Aim of the exercise: Only the lines below from the one containing "Wanted | a point on the short" to the one containing "Wanted | a point on the player's" should be repeated, both included and unchanged.

Data extract:
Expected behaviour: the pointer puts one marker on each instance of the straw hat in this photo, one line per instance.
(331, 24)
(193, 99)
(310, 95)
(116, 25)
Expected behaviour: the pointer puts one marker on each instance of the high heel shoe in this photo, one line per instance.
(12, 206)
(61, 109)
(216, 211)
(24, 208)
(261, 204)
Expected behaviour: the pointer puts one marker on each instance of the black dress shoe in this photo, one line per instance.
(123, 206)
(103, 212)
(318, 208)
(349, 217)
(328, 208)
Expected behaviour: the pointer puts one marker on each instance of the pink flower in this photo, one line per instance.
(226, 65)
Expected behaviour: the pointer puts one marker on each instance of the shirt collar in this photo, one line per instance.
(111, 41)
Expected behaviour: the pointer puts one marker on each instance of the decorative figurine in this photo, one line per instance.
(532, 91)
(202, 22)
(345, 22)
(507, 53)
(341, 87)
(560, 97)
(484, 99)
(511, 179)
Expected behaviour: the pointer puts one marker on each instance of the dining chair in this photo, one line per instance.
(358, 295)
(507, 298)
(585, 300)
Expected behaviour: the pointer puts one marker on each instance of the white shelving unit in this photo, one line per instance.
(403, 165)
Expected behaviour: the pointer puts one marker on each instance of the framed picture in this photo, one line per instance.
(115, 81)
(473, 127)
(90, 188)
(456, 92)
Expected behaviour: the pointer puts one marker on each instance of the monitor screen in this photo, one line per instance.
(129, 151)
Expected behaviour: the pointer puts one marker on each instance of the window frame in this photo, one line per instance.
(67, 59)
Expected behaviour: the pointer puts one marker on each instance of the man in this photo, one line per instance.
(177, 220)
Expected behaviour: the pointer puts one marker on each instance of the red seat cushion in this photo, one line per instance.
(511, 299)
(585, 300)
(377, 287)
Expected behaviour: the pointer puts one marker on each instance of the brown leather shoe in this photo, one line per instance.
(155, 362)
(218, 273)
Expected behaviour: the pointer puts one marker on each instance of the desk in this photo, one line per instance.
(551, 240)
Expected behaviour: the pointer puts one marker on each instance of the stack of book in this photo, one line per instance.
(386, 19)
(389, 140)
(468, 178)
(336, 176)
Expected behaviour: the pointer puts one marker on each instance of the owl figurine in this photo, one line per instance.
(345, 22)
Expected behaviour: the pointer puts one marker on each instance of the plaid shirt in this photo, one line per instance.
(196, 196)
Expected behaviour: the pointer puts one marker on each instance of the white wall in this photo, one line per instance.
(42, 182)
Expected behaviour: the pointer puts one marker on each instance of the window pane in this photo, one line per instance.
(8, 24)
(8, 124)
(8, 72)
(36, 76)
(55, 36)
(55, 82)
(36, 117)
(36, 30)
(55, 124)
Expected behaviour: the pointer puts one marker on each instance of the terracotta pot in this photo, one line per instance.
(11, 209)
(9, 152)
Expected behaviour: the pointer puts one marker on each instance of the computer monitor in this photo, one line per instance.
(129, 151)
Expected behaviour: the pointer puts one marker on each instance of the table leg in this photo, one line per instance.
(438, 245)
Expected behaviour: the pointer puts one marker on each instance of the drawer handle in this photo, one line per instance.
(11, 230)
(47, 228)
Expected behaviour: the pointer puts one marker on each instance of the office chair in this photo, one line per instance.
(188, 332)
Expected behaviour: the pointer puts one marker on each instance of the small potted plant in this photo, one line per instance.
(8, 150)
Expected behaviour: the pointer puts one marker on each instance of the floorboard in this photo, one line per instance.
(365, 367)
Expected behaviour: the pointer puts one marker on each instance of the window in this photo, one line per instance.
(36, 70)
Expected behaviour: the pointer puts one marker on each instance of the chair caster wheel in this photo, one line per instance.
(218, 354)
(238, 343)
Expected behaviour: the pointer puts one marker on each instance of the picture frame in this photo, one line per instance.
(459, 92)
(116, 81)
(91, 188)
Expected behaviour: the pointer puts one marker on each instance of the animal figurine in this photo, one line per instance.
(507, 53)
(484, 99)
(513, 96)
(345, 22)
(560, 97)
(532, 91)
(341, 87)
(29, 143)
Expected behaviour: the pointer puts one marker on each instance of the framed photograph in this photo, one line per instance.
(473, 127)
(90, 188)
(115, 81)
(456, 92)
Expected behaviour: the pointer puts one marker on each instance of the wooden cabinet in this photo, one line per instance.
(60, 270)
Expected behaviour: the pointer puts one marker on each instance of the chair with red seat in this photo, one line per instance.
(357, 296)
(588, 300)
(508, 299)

* * *

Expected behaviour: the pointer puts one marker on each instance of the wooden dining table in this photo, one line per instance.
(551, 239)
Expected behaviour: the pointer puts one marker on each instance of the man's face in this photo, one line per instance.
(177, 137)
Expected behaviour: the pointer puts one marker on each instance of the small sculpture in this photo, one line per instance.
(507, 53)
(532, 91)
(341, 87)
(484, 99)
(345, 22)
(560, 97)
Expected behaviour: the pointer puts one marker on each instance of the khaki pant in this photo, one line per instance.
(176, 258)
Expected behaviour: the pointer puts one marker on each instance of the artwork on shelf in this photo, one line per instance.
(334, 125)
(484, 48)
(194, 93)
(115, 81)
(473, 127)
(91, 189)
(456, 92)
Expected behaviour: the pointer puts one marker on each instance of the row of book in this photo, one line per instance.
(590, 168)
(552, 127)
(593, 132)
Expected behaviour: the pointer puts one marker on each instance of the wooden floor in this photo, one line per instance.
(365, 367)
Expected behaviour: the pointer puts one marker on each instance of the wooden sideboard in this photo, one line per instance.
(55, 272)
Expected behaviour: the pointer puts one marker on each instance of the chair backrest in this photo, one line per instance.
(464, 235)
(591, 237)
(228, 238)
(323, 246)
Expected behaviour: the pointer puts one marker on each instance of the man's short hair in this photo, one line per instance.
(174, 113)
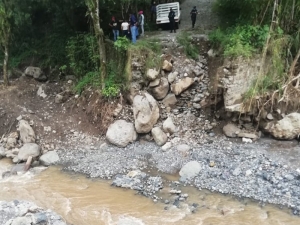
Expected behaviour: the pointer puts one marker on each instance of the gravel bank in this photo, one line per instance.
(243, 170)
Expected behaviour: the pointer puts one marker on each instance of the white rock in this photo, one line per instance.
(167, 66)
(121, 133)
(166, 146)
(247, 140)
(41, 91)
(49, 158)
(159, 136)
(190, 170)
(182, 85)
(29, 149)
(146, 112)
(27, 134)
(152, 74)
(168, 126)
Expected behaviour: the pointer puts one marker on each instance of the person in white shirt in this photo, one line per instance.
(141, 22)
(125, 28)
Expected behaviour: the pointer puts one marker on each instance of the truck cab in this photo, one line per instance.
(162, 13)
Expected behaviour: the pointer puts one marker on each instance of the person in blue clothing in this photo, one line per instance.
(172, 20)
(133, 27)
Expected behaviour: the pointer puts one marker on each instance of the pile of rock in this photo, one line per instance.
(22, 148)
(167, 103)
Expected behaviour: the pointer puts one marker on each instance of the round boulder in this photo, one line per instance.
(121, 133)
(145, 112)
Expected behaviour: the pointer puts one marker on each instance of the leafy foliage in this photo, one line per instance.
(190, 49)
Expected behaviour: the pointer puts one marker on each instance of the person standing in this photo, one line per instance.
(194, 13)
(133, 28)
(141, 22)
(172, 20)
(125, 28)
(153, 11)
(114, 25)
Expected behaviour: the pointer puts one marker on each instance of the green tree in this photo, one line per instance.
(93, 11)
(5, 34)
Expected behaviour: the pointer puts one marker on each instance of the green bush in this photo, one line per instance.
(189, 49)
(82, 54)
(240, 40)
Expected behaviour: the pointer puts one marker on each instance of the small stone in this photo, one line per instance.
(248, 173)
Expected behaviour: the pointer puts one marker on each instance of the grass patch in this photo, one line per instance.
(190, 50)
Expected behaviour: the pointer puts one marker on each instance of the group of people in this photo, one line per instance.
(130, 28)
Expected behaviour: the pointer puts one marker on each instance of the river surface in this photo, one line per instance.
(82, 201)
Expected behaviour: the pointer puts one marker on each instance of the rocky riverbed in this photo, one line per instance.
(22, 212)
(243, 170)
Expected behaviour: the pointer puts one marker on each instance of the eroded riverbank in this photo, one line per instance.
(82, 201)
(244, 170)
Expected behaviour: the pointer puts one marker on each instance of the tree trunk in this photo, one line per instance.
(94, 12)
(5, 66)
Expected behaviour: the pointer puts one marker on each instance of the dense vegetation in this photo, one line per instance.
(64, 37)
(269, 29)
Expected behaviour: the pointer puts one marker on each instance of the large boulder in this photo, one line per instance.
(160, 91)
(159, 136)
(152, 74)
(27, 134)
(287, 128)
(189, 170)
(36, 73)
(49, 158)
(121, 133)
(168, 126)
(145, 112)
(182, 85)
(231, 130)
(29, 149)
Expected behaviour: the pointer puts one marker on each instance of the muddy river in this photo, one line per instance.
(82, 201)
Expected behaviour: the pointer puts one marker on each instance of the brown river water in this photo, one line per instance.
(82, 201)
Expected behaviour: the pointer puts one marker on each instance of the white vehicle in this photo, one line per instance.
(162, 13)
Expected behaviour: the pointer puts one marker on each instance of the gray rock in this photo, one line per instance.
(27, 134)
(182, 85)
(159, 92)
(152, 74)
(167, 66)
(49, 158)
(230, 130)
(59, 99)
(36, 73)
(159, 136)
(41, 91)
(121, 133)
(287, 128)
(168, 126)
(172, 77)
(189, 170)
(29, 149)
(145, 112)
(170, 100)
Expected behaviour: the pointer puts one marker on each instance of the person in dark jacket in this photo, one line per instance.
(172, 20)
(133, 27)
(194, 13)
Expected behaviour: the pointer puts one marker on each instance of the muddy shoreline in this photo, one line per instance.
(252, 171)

--

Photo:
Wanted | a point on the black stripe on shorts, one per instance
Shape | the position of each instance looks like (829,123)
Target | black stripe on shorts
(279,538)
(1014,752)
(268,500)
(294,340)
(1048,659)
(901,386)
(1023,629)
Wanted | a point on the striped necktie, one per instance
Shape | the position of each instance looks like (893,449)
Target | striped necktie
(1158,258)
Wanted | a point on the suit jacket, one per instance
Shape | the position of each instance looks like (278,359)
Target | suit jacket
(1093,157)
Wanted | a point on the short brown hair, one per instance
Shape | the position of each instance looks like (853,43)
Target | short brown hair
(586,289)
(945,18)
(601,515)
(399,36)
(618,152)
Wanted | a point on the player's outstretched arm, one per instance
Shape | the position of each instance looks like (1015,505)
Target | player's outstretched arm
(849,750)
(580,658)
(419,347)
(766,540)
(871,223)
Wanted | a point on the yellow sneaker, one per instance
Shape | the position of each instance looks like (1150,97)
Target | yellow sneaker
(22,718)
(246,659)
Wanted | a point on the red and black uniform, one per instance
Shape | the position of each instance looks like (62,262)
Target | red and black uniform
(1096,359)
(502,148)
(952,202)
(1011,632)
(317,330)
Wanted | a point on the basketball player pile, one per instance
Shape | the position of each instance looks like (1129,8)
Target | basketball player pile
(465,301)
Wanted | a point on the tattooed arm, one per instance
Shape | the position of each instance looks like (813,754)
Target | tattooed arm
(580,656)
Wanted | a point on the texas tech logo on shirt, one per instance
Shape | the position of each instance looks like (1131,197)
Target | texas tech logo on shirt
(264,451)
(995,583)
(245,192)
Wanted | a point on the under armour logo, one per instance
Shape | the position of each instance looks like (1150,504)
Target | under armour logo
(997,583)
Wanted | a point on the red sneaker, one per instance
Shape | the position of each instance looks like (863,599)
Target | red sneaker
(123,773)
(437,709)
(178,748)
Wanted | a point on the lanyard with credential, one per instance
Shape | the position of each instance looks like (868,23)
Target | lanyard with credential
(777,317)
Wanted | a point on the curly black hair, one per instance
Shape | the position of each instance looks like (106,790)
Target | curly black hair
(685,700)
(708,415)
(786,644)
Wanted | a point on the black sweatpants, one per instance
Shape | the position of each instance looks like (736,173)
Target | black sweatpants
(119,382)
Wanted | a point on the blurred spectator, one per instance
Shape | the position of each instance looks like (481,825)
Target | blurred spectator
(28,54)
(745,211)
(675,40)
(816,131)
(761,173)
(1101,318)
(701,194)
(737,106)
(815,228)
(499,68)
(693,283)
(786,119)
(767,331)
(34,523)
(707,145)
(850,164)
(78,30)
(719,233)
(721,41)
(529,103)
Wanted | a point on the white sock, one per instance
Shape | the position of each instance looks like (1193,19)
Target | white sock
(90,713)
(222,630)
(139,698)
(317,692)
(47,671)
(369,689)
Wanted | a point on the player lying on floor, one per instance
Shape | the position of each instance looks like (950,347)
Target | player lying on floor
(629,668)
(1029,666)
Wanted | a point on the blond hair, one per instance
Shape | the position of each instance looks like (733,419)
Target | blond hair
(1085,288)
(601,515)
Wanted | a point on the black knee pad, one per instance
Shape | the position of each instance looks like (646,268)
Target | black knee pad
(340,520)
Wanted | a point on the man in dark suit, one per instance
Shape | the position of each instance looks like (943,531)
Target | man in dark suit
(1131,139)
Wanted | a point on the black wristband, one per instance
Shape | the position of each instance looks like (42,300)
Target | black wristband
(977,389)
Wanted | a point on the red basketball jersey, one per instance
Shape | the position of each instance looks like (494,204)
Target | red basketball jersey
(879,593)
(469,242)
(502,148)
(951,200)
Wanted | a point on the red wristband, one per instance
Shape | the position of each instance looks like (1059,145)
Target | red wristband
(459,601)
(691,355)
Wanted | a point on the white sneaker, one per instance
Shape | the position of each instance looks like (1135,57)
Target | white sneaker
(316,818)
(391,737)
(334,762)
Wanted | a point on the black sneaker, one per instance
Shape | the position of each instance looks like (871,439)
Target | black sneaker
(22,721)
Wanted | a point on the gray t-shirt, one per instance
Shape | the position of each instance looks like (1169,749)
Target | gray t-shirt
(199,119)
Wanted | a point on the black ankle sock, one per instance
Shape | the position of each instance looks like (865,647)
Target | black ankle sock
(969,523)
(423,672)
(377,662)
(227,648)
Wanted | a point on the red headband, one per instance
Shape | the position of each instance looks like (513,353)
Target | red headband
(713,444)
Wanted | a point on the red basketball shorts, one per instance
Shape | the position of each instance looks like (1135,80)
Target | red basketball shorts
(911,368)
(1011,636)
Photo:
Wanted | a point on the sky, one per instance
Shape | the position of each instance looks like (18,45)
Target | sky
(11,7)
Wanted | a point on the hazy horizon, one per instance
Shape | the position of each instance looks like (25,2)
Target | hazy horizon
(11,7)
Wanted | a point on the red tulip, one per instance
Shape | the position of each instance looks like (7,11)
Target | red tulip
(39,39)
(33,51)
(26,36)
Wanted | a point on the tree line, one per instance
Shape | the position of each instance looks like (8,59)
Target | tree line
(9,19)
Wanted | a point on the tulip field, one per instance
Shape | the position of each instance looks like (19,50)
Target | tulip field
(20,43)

Exercise response:
Wanted | a point on the short brown hair, one per instance
Shape | the position of each instance looks like (853,43)
Target | short brown hair
(586,289)
(945,18)
(601,515)
(399,36)
(618,152)
Wanted | a point on the player's outstretched arm, one per instance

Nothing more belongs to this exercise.